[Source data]
· · ·

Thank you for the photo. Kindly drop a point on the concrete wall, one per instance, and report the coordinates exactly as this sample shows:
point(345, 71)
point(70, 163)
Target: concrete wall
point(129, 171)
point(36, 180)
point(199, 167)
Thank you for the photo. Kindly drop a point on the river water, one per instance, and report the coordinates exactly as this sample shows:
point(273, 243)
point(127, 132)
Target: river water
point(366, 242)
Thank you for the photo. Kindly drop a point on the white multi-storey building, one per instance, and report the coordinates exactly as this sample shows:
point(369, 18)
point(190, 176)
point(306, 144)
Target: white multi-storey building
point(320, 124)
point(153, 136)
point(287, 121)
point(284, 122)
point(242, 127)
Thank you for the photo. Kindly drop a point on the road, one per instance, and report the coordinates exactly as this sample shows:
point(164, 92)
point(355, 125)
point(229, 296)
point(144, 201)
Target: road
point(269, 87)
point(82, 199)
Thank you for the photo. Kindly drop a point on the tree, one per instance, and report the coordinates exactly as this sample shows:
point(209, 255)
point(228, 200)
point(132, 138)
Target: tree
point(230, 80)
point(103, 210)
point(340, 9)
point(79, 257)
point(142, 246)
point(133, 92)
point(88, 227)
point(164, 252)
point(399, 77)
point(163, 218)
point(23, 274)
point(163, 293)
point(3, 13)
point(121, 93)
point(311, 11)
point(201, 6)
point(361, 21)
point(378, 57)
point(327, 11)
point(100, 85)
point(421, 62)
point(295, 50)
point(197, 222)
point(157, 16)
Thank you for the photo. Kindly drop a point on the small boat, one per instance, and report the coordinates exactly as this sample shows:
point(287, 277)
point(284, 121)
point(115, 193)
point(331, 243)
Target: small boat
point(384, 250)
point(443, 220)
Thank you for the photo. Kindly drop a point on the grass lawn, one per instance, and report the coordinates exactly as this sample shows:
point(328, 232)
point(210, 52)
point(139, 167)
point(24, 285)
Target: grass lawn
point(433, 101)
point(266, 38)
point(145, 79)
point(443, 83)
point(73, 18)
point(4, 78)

· · ·

Copy the lines from the line with "the tree, one" to the line with "point(399, 77)", substituting "shrub" for "tree" and leaving everything else unchanged.

▸ Correct response:
Thank you for the photo. Kindly drop a point on the shrub, one per instance, and report the coordinates exactly as this sample shows:
point(209, 255)
point(228, 200)
point(132, 138)
Target: shrub
point(230, 80)
point(103, 210)
point(340, 9)
point(79, 257)
point(142, 246)
point(133, 92)
point(88, 227)
point(164, 252)
point(399, 77)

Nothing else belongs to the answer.